Comme lors de chaque crise, un gigantesque mouvement de concentration du capital est également à l’œuvre. Dans le secteur de l’énergie, les majors Exxon ou Chevron profitent de la faillite des petits producteurs indépendants de pétrole du Texas et de l’Oklahoma. Dans les loisirs, Netflix et d’autres raflent la mise. Les grandes banques jouent un rôle moindre dans l’immédiat, mais le renflouement des entreprises par la Fed leur permet de limiter la casse, car leurs créances seront pour l’essentiel payées, et la contraction générale du crédit est ainsi évitée. À la manière des princes et des bourgeois qui, en 1914-1918, se gobergeaient en pleine boucherie mondiale, le 30 avril le PDG de la banque d’investissementGoldman Sachs a fait voter par ses actionnaires une hausse de sa rémunération de 20 % à 27,5 millions de dollars.
De la crise économique à la crise politique ?
Quant aux conséquences politiques de cette crise, il est bien difficile de les prévoir. Les chômeurs sont dans l’incapacité de rembourser leurs crédits bancaires, leurs emprunts immobiliers et de payer leur loyer. De New York à Los Angeles, des groupes de locataires appellent à une grève des loyers et des remboursements de prêt immobilier pendant la durée de la crise sanitaire. « Can’t pay ? Won’t pay ! » (Nous ne pouvons payer ? Nous ne paierons pas !), scandent-ils. Encouragés par la gauche du Parti démocrate, dont la membre de la Chambre des représentants Alexandria Ocasio-Cortez, ces groupes se sont surtout constitués sur les réseaux sociaux. Les loyers sont très élevés dans les grandes villes, où ils représentent souvent le tiers ou la moitié des revenus d’une personne ; à New York, le loyer médian pour un F1 est de 2 980 dollars mensuels (2 740 euros). Alors, quand quelqu’un perd son emploi, il ne peut plus payer. Pour l’instant, cette grève des loyers est plus une menace qu’une réalité, et elle repose peut-être surtout sur des catégories bien payées plutôt que sur les couches les plus exploitées. Elle renvoie cependant aux années 1930, la dernière fois où une grève des loyers avait été suivie par des milliers de locataires new-yorkais du Bronx et de Harlem.
* * *
- Mise en pratique -
• A. Dans l'extrait présenté sur la crise aux États-Unis, à combien s'élève le loyer médian mensuel d'un F1 à New York ?
• B. Poursuivez l'article sur la crise et la grève des loyers en reprenant juste après sa dernière phrase.
* * *
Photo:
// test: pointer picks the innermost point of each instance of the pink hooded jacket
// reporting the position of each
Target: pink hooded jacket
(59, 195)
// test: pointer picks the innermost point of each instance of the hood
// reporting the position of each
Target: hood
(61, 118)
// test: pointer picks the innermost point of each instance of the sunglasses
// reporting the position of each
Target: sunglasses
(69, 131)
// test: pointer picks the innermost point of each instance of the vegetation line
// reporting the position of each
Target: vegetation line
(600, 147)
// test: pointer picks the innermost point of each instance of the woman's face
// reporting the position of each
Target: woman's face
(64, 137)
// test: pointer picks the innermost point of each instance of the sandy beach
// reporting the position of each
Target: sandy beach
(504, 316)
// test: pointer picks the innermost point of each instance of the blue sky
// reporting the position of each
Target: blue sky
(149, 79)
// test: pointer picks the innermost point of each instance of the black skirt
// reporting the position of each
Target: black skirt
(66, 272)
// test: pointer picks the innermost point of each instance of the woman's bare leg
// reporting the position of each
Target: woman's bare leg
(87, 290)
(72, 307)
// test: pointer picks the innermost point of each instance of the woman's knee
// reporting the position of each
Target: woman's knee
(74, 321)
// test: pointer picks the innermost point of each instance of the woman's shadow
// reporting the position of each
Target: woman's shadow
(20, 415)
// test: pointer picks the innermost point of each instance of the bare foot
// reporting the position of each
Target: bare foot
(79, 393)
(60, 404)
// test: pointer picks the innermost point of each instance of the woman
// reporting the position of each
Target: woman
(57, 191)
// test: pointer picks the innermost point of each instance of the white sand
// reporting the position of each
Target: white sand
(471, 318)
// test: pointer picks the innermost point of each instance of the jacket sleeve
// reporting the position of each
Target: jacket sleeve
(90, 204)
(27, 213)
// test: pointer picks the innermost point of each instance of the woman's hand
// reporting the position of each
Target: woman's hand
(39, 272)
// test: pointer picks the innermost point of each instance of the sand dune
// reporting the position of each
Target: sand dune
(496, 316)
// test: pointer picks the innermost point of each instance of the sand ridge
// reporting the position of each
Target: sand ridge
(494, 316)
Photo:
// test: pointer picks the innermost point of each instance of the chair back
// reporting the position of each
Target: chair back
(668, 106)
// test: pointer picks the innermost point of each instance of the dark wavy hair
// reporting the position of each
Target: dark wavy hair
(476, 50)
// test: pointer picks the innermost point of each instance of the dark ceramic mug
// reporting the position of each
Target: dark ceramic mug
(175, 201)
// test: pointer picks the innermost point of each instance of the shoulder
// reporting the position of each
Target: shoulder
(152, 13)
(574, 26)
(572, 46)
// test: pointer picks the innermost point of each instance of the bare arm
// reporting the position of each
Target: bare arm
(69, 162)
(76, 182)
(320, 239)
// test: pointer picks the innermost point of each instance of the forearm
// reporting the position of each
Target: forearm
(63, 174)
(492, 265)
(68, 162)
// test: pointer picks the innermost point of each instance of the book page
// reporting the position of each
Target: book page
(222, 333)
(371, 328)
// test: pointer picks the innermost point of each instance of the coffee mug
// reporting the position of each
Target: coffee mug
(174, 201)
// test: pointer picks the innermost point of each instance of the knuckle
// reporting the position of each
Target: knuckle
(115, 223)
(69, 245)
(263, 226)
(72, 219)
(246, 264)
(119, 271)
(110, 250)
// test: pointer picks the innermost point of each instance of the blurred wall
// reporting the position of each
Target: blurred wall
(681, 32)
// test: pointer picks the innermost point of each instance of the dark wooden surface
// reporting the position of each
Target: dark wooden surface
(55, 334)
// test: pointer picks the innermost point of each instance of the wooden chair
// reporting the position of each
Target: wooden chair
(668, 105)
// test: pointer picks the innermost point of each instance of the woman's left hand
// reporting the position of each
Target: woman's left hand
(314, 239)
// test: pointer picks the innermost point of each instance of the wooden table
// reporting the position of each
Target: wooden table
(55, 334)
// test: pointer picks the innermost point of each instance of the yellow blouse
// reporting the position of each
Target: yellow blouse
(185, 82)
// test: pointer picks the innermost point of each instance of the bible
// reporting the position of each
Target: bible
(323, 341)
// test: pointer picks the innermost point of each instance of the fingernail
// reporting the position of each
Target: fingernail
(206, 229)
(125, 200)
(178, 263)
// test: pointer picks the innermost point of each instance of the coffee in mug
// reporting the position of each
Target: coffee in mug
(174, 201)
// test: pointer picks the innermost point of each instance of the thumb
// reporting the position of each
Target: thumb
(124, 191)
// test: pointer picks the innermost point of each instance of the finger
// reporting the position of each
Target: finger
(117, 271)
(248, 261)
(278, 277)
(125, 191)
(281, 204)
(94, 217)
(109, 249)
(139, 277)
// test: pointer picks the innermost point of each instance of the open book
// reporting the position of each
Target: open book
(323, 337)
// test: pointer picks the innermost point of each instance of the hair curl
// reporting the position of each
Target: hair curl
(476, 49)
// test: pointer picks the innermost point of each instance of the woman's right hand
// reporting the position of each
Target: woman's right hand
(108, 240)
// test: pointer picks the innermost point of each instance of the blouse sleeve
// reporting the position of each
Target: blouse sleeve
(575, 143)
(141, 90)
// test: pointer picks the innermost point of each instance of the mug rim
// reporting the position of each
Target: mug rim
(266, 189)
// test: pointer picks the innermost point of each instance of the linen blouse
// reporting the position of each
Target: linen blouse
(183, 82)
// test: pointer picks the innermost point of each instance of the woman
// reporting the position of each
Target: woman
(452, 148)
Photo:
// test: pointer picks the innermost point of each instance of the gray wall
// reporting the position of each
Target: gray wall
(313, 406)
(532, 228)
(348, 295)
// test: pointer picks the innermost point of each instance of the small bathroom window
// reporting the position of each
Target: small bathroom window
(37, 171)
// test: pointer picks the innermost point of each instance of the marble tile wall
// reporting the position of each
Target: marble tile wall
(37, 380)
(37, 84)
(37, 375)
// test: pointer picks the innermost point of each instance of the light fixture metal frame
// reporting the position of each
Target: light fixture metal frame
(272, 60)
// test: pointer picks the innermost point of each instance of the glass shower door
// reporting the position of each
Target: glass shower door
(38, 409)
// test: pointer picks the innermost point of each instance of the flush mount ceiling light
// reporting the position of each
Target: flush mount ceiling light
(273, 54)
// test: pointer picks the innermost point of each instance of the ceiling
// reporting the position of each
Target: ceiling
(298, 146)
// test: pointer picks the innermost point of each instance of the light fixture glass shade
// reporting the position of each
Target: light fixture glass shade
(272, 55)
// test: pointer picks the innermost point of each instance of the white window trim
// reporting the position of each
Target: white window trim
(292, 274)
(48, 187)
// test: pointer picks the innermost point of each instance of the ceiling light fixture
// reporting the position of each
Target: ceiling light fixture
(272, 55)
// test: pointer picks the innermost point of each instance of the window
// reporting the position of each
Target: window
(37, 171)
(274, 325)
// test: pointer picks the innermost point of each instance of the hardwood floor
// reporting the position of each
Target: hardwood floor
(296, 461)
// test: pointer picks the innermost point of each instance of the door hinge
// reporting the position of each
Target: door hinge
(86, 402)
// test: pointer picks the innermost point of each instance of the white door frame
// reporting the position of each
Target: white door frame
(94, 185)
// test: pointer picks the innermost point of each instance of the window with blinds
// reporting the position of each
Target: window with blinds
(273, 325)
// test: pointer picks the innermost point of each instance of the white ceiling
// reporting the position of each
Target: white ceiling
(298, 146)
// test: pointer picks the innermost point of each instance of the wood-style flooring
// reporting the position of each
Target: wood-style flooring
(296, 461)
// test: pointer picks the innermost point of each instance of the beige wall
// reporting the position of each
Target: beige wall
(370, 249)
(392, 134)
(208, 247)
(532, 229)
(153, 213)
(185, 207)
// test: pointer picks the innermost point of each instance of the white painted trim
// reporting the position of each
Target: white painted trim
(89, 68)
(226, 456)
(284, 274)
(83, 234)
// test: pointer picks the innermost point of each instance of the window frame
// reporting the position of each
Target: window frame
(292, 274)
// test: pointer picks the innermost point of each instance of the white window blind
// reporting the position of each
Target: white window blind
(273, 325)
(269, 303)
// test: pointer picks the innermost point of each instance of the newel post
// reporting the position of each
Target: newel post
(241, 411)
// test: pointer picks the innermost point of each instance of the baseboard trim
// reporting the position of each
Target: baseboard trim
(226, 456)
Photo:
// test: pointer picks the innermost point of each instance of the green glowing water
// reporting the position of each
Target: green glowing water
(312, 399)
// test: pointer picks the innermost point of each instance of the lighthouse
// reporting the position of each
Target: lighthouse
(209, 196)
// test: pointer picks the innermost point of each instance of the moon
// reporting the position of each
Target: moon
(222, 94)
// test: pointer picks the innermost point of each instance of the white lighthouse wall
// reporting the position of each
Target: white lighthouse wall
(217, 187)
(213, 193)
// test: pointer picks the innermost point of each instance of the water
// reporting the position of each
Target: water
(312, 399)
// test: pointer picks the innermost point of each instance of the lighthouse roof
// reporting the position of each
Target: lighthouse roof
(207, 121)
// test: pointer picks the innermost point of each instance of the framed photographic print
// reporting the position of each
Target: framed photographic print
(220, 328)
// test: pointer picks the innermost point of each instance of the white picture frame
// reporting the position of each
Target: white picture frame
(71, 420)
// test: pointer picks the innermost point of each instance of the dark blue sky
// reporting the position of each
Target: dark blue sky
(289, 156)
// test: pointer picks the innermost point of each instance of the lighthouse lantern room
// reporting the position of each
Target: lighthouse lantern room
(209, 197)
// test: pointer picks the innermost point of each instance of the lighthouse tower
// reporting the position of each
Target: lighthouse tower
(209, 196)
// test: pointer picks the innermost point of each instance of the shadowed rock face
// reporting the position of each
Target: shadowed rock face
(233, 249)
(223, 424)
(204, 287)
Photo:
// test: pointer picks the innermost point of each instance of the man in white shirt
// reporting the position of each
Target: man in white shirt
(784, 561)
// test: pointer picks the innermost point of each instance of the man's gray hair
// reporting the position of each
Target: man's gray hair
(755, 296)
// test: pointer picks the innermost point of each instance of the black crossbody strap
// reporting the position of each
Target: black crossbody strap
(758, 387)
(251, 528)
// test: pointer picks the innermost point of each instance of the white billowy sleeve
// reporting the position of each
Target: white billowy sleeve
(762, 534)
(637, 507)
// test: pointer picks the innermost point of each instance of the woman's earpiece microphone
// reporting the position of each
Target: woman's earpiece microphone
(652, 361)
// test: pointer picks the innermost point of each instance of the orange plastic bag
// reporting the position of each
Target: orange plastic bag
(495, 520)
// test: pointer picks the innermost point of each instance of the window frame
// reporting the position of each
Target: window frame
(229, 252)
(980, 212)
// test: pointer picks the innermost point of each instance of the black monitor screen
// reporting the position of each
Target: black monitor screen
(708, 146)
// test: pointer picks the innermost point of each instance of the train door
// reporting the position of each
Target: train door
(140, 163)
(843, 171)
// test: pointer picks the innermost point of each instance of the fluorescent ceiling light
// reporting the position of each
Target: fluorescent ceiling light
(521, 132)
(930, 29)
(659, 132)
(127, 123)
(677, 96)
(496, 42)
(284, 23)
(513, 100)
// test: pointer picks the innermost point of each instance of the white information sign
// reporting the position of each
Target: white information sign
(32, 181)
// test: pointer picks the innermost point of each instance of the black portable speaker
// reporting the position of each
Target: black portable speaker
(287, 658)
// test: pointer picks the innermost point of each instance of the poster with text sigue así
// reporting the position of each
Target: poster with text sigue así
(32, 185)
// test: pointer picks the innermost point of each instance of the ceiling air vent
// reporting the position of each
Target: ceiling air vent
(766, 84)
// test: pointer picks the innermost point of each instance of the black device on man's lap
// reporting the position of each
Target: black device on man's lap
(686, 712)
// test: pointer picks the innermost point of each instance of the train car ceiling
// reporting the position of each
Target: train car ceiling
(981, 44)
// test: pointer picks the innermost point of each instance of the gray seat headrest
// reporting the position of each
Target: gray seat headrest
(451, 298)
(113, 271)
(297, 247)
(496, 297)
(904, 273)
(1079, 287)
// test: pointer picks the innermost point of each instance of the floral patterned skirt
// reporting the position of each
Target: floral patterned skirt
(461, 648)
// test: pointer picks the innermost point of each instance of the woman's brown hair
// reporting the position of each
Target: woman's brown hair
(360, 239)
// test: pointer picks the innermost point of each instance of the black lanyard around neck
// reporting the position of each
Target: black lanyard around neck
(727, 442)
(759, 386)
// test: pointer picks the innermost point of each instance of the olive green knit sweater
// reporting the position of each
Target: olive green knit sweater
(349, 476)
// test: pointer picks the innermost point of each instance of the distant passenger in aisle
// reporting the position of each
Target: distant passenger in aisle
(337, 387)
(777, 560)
* * *
- Corrigé des exercices -
• A. Il s'élève à 2 980 dollars par mois, soit 2 740 euros.

• B.
Mais les années 1930 évoquent une autre conséquence possible de la crise : la montée de l’extrême droite. Dans plusieurs États, des groupes de manifestants, encouragés par Trump, se sont mobilisés contre le confinement imposé par des gouverneurs démocrates. La proximité des élections, en novembre prochain, n’est sans doute pas étrangère à ces mobilisations. Mais elles peuvent aussi présager une radicalisation. Le 30 avril, quelques dizaines de militants, dont certains armés, ont ainsi envahi le Capitole du Michigan, où siègent le gouverneur et les assemblées de l’État. Cet État industriel du Nord n’était pourtant pas, ces dernières années, un bastion de l’extrême droite américaine.
S’il est impossible d’anticiper sur la profondeur et la durée de la crise, il est certain que, si le prolétariat n’intervient pas, le « monde d’après » dont se gargarisent les commentateurs en général, et la gauche réformiste en particulier, va furieusement ressembler, en pire, au « monde d’avant ». Pour l’instant, les classes populaires et, dans une moindre mesure, la petite bourgeoisie, paient le prix fort de cette crise inédite. Aucune grande firme n’a fait faillite, aucun capitaliste ne s’est jeté d’un gratte-ciel. L’avenir dira si les travailleurs américains parviennent à se mobiliser pour enrayer la dégradation brutale, parfois tragique, de leurs conditions d’existence.